__TASK DIRECTIONS__
Please rewrite the material from its start up to and including the line with "M 29 110 L 33" as a Markdown table with the columns Row and Line, one numbered row per line, skipping blank lines. Leave the pictures out.
** begin DATA LISTING **
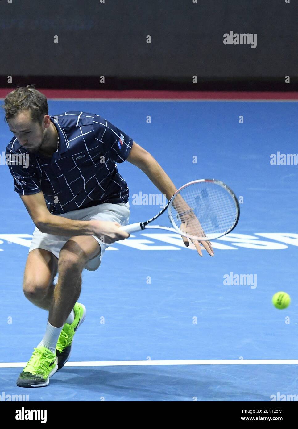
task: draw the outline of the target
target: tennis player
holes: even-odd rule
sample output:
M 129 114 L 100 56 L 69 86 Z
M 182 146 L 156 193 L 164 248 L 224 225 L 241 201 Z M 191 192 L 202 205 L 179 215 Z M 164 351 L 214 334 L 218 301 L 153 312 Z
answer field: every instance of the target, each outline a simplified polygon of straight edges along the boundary
M 45 96 L 32 85 L 9 93 L 3 107 L 14 134 L 6 154 L 15 190 L 36 226 L 24 292 L 49 312 L 44 336 L 17 384 L 43 387 L 69 359 L 85 319 L 86 308 L 77 302 L 83 269 L 97 269 L 108 246 L 129 236 L 120 229 L 128 224 L 129 191 L 116 163 L 136 166 L 168 199 L 176 188 L 148 152 L 99 115 L 50 116 Z M 210 243 L 201 242 L 213 256 Z

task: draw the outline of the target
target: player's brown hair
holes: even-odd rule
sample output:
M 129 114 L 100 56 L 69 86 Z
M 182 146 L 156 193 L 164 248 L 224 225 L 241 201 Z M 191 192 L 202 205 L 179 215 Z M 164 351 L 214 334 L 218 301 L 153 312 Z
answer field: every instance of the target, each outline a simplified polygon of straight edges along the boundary
M 29 110 L 33 122 L 41 124 L 45 115 L 48 115 L 46 97 L 34 88 L 34 85 L 17 88 L 4 99 L 1 106 L 5 111 L 6 122 L 16 116 L 22 110 Z

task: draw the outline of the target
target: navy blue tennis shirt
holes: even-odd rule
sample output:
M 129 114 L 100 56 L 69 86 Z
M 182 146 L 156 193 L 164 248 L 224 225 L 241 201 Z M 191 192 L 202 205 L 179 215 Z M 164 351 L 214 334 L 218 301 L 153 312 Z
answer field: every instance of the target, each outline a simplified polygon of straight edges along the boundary
M 6 147 L 15 190 L 21 195 L 42 191 L 53 214 L 127 202 L 129 190 L 115 163 L 126 159 L 133 139 L 96 114 L 68 112 L 51 115 L 50 120 L 59 136 L 59 148 L 51 158 L 30 153 L 15 137 Z M 21 164 L 15 157 L 10 162 L 13 154 L 23 154 L 29 162 Z

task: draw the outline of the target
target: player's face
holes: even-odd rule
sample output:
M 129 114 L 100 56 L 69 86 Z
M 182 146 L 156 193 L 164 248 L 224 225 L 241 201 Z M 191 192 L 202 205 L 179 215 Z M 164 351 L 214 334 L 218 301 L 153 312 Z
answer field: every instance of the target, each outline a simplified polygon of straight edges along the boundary
M 45 138 L 43 122 L 34 122 L 30 112 L 20 112 L 15 118 L 7 121 L 9 130 L 16 136 L 20 144 L 28 152 L 38 152 Z

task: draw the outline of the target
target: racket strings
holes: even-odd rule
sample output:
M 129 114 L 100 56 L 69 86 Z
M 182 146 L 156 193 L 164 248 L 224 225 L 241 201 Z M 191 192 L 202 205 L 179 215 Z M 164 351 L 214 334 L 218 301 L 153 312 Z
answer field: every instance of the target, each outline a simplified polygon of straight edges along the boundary
M 226 189 L 214 182 L 200 182 L 181 190 L 169 206 L 169 214 L 174 226 L 199 238 L 223 235 L 235 223 L 237 208 Z

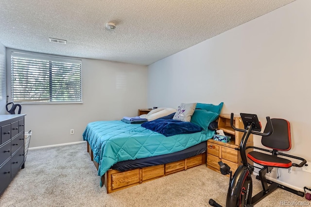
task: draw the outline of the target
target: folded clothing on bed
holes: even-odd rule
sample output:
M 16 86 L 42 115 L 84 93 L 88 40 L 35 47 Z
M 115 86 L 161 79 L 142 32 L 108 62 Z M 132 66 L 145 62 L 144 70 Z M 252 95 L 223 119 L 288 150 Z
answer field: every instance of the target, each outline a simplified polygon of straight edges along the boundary
M 145 122 L 141 124 L 141 127 L 160 133 L 166 137 L 198 132 L 203 129 L 201 127 L 191 122 L 173 119 L 157 119 Z

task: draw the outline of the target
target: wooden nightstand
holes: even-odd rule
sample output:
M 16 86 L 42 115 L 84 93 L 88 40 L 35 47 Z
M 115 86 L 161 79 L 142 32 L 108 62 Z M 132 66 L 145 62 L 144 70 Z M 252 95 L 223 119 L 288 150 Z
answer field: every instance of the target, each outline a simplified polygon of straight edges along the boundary
M 138 115 L 140 116 L 141 114 L 147 114 L 151 110 L 152 110 L 152 109 L 138 109 Z
M 243 136 L 243 133 L 235 131 L 230 125 L 230 114 L 221 114 L 218 118 L 218 129 L 223 129 L 226 135 L 230 136 L 231 141 L 228 143 L 214 140 L 212 138 L 207 141 L 207 165 L 208 168 L 220 173 L 218 162 L 222 161 L 231 168 L 232 175 L 241 164 L 241 157 L 240 151 L 234 149 L 240 148 L 240 144 Z M 237 128 L 244 128 L 244 125 L 241 117 L 235 115 L 233 124 Z M 253 134 L 248 138 L 246 146 L 253 146 Z M 252 149 L 246 151 L 248 153 Z M 251 163 L 252 162 L 250 162 Z

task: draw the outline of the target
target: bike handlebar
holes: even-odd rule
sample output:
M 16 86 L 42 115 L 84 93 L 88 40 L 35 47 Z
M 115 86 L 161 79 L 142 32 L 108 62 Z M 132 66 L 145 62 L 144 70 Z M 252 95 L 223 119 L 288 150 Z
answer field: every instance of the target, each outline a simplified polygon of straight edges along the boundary
M 236 131 L 241 131 L 242 132 L 245 132 L 246 131 L 246 129 L 242 129 L 241 128 L 236 128 L 234 126 L 233 126 L 233 117 L 234 114 L 233 113 L 231 113 L 231 119 L 230 119 L 230 124 L 231 126 L 231 127 L 233 128 L 233 129 Z M 269 116 L 266 117 L 266 119 L 267 119 L 267 125 L 269 127 L 269 131 L 266 133 L 261 133 L 258 132 L 257 131 L 251 131 L 251 133 L 256 134 L 257 135 L 263 136 L 267 136 L 271 135 L 272 133 L 273 133 L 273 127 L 272 127 L 272 123 L 271 122 L 271 120 L 270 120 L 270 117 Z

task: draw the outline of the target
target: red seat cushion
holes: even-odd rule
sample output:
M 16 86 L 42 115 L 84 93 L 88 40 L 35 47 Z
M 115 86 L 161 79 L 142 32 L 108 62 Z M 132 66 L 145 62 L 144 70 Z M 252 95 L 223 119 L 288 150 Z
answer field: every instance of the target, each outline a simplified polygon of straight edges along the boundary
M 292 167 L 292 161 L 289 159 L 256 151 L 250 152 L 247 154 L 247 157 L 254 162 L 262 166 L 283 168 Z

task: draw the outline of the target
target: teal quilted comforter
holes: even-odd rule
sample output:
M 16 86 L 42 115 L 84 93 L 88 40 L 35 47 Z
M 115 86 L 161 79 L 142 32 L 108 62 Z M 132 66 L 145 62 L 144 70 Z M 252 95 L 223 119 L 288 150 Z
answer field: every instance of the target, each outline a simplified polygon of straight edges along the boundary
M 99 163 L 98 175 L 103 176 L 118 162 L 183 150 L 211 138 L 214 133 L 202 131 L 166 137 L 140 124 L 101 121 L 89 123 L 83 136 Z

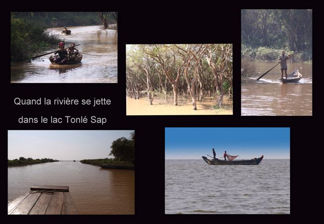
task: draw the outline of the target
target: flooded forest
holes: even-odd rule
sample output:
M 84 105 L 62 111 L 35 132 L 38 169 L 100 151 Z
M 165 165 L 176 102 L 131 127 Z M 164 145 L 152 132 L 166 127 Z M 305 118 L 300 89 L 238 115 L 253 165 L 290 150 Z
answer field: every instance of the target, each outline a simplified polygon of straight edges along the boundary
M 232 114 L 232 44 L 127 45 L 126 52 L 128 115 Z

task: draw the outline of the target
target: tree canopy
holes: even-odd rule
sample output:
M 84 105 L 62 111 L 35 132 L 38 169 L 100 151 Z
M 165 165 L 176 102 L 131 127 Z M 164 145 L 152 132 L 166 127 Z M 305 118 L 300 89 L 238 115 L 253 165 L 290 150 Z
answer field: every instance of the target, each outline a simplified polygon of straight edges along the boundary
M 187 94 L 196 109 L 196 100 L 204 94 L 217 95 L 222 106 L 223 96 L 231 94 L 232 45 L 141 44 L 128 45 L 126 53 L 127 91 L 139 99 L 145 92 L 150 104 L 153 96 L 163 93 L 174 96 Z
M 312 15 L 312 10 L 242 10 L 242 48 L 308 53 L 311 58 Z

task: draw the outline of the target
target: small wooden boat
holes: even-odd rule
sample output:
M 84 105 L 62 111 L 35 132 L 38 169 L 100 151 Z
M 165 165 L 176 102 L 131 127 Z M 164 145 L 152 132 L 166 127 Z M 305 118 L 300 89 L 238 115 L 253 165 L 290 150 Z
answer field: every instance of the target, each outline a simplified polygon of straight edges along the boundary
M 280 78 L 279 79 L 281 80 L 283 83 L 286 83 L 288 82 L 298 82 L 299 80 L 302 78 L 302 74 L 299 73 L 297 68 L 295 68 L 293 72 L 287 75 L 287 78 L 284 77 L 281 79 Z
M 134 165 L 101 164 L 100 167 L 106 169 L 134 169 Z
M 202 159 L 209 165 L 258 165 L 263 159 L 263 155 L 260 158 L 255 158 L 250 160 L 221 160 L 218 159 L 209 159 L 206 156 L 202 156 Z
M 70 35 L 71 34 L 71 30 L 63 30 L 62 31 L 62 33 L 64 33 L 64 34 L 66 35 Z
M 51 55 L 50 57 L 50 61 L 53 65 L 71 65 L 73 64 L 77 64 L 81 62 L 83 56 L 80 54 L 78 54 L 75 57 L 70 57 L 67 58 L 67 61 L 64 63 L 56 63 L 54 62 L 54 59 L 56 59 L 58 55 Z

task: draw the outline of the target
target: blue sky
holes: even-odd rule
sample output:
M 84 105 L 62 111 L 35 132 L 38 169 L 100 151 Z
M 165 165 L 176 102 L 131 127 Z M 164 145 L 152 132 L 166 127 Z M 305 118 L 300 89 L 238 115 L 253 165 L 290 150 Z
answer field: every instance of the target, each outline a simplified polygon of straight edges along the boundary
M 128 139 L 133 131 L 8 130 L 8 159 L 21 156 L 59 160 L 106 158 L 112 142 L 122 137 Z
M 170 127 L 165 128 L 166 159 L 220 157 L 224 151 L 236 159 L 289 159 L 289 127 Z

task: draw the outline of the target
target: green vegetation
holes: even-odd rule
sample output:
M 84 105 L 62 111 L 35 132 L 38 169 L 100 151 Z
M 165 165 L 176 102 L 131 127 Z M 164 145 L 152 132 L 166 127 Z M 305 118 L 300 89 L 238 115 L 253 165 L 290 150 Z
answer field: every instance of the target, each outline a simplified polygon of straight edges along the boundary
** end DATA LISTING **
__EXERCISE RESULT__
| Row | Line |
|---|---|
| 1 | task: draw the outline of the target |
| 2 | target: tennis player |
| 3 | holes: even-odd rule |
| 4 | sample output: |
| 5 | M 129 114 L 100 56 L 69 86 Z |
| 6 | M 182 146 L 156 193 L 164 248 L 224 225 L 241 201 Z M 191 192 L 202 205 L 179 215 Z M 164 351 L 214 334 L 218 301 L 153 312 Z |
| 7 | answer field: every instance of the target, each outline a simplified polygon of straight edges along the boundary |
| 8 | M 45 96 L 32 85 L 9 93 L 3 107 L 14 134 L 6 154 L 15 190 L 36 226 L 24 292 L 49 312 L 44 336 L 17 384 L 43 387 L 69 359 L 85 319 L 86 308 L 77 302 L 83 269 L 97 269 L 108 246 L 129 236 L 120 229 L 128 224 L 129 191 L 116 163 L 136 166 L 168 199 L 176 188 L 148 152 L 99 115 L 50 116 Z M 210 243 L 201 242 L 213 256 Z |
| 9 | task: draw the outline of the target |
| 10 | target: player's brown hair |
| 11 | holes: even-odd rule |
| 12 | sample output: |
| 13 | M 129 114 L 100 56 L 69 86 Z |
| 14 | M 182 146 L 156 193 L 164 248 L 224 225 L 241 201 Z M 191 192 L 202 205 L 179 215 Z M 164 351 L 214 334 L 218 301 L 153 312 Z |
| 15 | answer field: every instance of the target, each outline a simplified polygon of straight edges along the boundary |
| 16 | M 29 110 L 33 122 L 41 124 L 45 115 L 48 115 L 46 97 L 34 88 L 34 85 L 17 88 L 4 99 L 1 106 L 5 111 L 6 122 L 16 116 L 22 110 Z |